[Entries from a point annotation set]

────────────────────

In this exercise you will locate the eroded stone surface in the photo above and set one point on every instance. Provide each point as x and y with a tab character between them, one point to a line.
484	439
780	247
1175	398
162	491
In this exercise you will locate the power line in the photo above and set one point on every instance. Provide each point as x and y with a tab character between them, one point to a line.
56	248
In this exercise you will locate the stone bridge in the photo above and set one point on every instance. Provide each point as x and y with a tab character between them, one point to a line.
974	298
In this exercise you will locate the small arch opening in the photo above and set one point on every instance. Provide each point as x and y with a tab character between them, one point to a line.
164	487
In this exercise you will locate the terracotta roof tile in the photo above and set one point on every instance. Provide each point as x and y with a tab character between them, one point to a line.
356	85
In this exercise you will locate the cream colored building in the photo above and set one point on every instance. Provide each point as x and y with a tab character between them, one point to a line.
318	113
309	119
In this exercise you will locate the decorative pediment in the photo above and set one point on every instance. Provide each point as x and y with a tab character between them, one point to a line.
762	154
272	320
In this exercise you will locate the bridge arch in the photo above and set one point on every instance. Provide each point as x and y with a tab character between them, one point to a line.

────────────────────

• _Exercise goal_
Return all of the records above word for word, every line in its original order and unchanged.

• _Solution_
In this exercise you will locate the eroded stone surface in the photo above and set one point on every instance. Provide each point as x and y with a tab character between them, one point to a line.
484	439
780	247
1175	398
162	491
In this exercise you will locate the power line in the photo above and set one point on every instance. Provide each point as x and y with a tab character between them, one point to a line.
56	248
In this exercise you will locate the stone bridge in the photo above and set one point on every instance. Provide each point as x and y with a tab character between them, one point to a line.
974	298
In this exercise you will locate the small arch opening in the photo above and set one point on every instance. Provide each point as x and y with a tab character between them, one point to a line.
164	487
In this exercise you will locate the terracotta roof tile in the photo above and set one point on every instance. Provide each point as x and y with a tab character between them, one point to a line.
356	85
In this exercise you will locate the cream colored building in the photo above and set one point on every instance. Provide each point as x and y with a tab character between them, one point to a line.
318	113
309	119
In this exercise you will locate the decorative pediment in the photo above and set one point on every instance. Provide each point as x and y with a tab character between them, one point to a line.
762	154
272	320
In this exercise you will locate the bridge arch in the photo above and set one point on every instance. Provide each point as x and y with a tab character between them, one point to a line.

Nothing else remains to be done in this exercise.